──────── Provided data ────────

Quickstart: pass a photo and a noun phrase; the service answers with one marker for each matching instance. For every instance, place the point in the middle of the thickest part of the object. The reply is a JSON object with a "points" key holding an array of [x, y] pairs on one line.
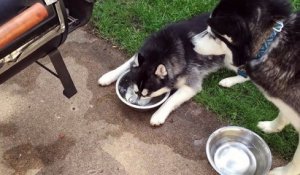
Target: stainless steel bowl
{"points": [[121, 87], [234, 150]]}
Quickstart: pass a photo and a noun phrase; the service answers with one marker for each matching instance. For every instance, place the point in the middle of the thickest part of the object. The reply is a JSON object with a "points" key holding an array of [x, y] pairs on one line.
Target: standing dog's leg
{"points": [[273, 126], [113, 75], [182, 95]]}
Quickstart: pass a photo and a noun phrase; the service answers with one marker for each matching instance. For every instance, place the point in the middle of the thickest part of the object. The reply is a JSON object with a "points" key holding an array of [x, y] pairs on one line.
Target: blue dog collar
{"points": [[265, 46]]}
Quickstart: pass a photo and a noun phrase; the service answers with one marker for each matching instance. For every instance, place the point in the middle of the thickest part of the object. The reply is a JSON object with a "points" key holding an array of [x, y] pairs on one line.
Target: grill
{"points": [[32, 29]]}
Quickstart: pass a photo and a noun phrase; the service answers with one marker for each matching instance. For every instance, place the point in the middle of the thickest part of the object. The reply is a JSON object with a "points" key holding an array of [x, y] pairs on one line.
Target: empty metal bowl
{"points": [[235, 150], [122, 85]]}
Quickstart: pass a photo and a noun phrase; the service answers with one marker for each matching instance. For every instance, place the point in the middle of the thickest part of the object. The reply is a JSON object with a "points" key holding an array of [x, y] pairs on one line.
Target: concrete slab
{"points": [[42, 132]]}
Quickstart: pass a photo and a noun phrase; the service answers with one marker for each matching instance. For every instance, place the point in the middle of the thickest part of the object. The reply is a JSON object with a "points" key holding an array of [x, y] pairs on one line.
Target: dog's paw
{"points": [[268, 127], [227, 82], [158, 119], [106, 79], [289, 169]]}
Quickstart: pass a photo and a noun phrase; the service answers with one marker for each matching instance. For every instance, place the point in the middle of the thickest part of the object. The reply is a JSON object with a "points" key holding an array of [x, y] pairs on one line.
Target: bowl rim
{"points": [[209, 156], [137, 106]]}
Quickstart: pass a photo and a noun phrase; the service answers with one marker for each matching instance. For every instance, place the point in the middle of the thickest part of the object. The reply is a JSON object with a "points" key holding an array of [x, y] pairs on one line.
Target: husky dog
{"points": [[266, 36], [166, 62]]}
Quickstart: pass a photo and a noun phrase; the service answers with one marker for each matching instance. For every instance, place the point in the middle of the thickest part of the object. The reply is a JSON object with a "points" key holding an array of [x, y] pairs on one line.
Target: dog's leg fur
{"points": [[290, 116], [182, 95], [113, 75], [273, 126], [230, 81]]}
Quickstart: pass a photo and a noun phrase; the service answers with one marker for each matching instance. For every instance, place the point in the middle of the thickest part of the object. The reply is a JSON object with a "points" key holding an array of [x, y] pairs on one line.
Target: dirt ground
{"points": [[43, 132]]}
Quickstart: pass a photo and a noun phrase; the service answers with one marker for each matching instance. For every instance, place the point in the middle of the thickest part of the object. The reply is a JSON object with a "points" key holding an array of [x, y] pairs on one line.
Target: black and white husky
{"points": [[167, 61], [266, 36]]}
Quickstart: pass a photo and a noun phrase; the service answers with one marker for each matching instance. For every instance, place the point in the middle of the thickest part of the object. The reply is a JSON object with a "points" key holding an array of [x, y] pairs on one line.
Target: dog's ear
{"points": [[139, 59], [161, 71], [216, 23]]}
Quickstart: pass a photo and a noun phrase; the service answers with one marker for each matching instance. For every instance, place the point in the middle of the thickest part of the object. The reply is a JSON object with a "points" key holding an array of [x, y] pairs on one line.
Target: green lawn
{"points": [[127, 23]]}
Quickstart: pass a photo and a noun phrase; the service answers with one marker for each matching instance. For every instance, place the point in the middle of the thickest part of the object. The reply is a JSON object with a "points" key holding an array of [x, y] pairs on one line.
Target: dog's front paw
{"points": [[289, 169], [227, 82], [106, 79], [268, 127], [158, 118]]}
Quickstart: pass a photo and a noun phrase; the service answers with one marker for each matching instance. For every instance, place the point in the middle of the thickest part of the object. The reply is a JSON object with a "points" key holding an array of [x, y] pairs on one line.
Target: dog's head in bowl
{"points": [[139, 92]]}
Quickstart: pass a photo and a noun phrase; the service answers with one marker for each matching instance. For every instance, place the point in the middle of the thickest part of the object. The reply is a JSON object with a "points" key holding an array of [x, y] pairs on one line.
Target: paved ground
{"points": [[42, 132]]}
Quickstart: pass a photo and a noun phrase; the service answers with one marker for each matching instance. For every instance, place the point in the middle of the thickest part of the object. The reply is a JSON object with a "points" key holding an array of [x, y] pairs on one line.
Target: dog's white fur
{"points": [[183, 93], [206, 45], [286, 116]]}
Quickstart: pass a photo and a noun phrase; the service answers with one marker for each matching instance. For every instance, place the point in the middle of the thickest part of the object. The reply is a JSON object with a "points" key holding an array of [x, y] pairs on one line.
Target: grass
{"points": [[127, 23]]}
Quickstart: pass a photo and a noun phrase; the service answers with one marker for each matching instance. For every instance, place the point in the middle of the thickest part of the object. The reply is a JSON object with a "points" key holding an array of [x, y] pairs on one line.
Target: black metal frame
{"points": [[62, 72]]}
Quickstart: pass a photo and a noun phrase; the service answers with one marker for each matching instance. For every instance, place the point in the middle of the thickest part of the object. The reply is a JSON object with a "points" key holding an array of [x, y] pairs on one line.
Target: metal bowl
{"points": [[123, 83], [234, 150]]}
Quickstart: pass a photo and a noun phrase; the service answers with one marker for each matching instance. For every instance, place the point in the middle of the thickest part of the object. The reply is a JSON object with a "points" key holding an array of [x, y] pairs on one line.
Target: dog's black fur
{"points": [[245, 24], [277, 73], [172, 47]]}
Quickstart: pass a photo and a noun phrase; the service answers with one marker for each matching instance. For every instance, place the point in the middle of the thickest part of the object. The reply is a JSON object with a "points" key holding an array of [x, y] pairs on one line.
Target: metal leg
{"points": [[63, 73]]}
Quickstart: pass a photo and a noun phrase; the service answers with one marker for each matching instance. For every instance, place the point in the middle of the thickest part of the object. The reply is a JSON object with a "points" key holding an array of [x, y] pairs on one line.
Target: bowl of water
{"points": [[235, 150], [125, 92]]}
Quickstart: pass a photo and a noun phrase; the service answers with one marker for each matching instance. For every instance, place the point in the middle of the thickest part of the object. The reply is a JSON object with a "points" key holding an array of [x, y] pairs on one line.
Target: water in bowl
{"points": [[127, 92], [234, 158]]}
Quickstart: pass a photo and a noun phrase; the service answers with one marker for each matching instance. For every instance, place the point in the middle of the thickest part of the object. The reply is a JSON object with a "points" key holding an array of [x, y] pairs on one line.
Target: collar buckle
{"points": [[278, 26]]}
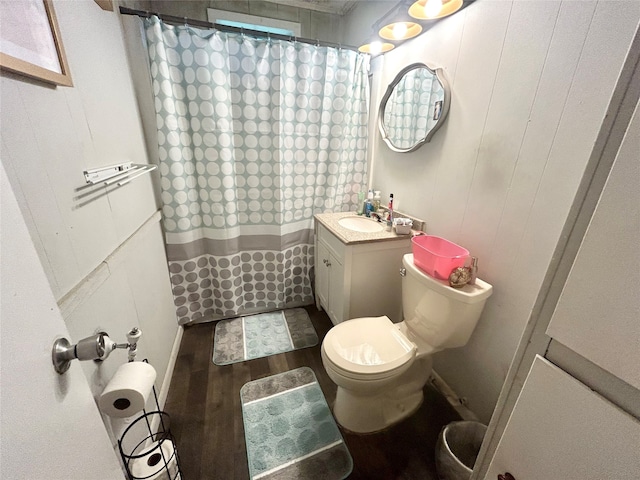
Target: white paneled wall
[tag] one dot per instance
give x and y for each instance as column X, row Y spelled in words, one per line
column 530, row 82
column 104, row 259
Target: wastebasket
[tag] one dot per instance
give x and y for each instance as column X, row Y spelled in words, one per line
column 457, row 449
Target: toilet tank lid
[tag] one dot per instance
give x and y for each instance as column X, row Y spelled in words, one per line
column 368, row 345
column 467, row 294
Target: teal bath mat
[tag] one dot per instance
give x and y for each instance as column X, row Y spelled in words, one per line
column 256, row 336
column 289, row 430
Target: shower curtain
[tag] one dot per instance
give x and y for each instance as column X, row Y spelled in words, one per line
column 255, row 136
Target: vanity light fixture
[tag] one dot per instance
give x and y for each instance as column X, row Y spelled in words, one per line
column 400, row 31
column 401, row 22
column 432, row 9
column 376, row 47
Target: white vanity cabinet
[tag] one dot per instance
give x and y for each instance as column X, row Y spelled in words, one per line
column 360, row 279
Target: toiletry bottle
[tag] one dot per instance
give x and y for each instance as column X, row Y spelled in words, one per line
column 390, row 215
column 368, row 206
column 376, row 201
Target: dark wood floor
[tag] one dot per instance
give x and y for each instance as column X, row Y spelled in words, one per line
column 206, row 416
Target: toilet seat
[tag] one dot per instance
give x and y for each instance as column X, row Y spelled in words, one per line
column 369, row 348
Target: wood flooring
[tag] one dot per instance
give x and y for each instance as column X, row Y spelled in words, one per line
column 206, row 417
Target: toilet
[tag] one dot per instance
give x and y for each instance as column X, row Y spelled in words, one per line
column 381, row 367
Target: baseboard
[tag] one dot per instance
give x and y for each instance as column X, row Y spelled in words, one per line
column 166, row 381
column 458, row 404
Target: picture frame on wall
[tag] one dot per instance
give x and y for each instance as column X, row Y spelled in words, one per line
column 30, row 42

────────

--- Instructions to follow ---
Write out, word for word, all lines from the line that holds "Target: toilet seat" through the last line of the listing, with both end lines kept.

--- Solution for this problem ---
Target: toilet seat
[tag] one dot per instance
give x and y for each instance as column X, row Y spelled in words, one per line
column 369, row 348
Target: wood flooring
[tag] one dot per instance
give x and y for each instance as column X, row Y spelled in words, one per line
column 206, row 417
Target: toilet
[tag] one dot per instance
give x and y for each instance as column X, row Y spelled in words, one per line
column 381, row 367
Target: baseboard
[tag] one dot per instance
give x and y for each instance as column X, row Y spelled in words, one per line
column 166, row 381
column 458, row 404
Target: picture frame on wall
[tag] one dot per instance
give x and y for each instance as column X, row Y spelled in words, one per line
column 30, row 42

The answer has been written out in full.